> [Entries supplied]:

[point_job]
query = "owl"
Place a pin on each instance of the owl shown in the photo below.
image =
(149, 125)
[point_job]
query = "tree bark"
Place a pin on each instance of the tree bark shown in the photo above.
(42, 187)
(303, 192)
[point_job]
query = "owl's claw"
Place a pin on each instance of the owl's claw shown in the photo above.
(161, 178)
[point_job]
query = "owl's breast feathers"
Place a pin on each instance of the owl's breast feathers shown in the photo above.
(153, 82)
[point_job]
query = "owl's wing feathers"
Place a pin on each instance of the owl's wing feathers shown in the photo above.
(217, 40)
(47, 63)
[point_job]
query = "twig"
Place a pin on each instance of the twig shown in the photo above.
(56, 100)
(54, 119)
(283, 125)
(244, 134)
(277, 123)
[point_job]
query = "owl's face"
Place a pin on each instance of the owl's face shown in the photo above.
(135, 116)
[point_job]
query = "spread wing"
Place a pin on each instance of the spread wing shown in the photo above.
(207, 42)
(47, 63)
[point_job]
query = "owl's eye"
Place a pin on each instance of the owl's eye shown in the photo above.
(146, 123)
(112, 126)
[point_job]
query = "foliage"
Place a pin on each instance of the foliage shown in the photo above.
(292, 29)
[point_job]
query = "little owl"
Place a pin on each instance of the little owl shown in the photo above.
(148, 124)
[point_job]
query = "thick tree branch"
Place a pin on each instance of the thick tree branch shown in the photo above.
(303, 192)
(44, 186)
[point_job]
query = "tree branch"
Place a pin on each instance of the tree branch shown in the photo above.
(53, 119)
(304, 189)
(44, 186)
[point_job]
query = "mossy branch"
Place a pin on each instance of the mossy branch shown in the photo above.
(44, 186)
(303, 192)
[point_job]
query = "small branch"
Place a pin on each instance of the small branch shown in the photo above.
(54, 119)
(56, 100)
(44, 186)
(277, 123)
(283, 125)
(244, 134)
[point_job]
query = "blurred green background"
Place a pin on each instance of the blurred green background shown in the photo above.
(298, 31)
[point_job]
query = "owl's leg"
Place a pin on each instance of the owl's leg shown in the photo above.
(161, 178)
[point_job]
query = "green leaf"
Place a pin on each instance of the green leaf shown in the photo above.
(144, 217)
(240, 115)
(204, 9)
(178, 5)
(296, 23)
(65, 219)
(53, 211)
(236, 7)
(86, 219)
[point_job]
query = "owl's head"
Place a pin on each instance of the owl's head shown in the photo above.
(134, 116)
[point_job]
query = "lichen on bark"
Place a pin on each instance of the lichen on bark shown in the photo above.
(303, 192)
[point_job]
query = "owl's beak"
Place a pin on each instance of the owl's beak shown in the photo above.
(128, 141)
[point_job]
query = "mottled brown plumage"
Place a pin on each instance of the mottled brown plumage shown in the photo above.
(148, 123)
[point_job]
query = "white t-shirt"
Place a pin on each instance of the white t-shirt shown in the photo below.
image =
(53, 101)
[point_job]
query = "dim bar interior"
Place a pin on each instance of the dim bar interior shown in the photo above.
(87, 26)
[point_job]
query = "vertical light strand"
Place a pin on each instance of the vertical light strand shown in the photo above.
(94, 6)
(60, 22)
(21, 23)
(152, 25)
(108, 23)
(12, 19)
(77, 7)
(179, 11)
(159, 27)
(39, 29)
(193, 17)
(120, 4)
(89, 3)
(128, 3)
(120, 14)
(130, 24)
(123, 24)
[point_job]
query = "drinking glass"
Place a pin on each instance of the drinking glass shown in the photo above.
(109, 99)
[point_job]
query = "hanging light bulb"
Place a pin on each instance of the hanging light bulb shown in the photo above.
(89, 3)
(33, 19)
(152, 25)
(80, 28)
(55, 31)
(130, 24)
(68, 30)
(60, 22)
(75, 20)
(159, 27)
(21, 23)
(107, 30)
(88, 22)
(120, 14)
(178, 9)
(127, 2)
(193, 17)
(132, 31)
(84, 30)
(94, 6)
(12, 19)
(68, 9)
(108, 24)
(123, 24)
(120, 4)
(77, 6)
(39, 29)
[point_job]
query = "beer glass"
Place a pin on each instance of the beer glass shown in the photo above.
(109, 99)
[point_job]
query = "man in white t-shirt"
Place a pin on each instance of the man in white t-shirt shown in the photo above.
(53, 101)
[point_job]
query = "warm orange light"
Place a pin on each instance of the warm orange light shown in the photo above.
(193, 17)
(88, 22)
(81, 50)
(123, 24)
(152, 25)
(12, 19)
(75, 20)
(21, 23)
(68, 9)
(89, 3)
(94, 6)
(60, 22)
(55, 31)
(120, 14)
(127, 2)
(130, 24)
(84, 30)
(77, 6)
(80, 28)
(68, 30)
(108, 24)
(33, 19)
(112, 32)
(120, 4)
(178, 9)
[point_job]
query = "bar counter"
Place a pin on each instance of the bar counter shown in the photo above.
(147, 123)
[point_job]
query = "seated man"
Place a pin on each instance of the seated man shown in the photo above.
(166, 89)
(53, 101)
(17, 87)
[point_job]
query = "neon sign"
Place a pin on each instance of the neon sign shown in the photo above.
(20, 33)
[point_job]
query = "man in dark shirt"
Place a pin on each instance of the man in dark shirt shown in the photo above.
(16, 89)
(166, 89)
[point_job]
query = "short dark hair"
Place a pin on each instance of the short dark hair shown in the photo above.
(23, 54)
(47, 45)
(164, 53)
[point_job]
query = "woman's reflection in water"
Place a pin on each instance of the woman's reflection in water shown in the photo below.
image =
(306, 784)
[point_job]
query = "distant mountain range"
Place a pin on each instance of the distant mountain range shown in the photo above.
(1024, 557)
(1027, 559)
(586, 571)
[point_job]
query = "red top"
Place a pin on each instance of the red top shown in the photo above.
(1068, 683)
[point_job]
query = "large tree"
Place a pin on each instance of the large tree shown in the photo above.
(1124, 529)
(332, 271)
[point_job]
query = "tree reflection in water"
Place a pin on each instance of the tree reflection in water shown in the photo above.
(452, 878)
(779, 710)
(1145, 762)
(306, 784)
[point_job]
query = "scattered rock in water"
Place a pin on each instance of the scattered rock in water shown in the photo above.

> [How to complete this task]: Every line above that holds the word "rock" should be copied out.

> [Answer below]:
query = "scattered rock in water"
Place a pin on each instance of the scattered rock in water shown in the photo above.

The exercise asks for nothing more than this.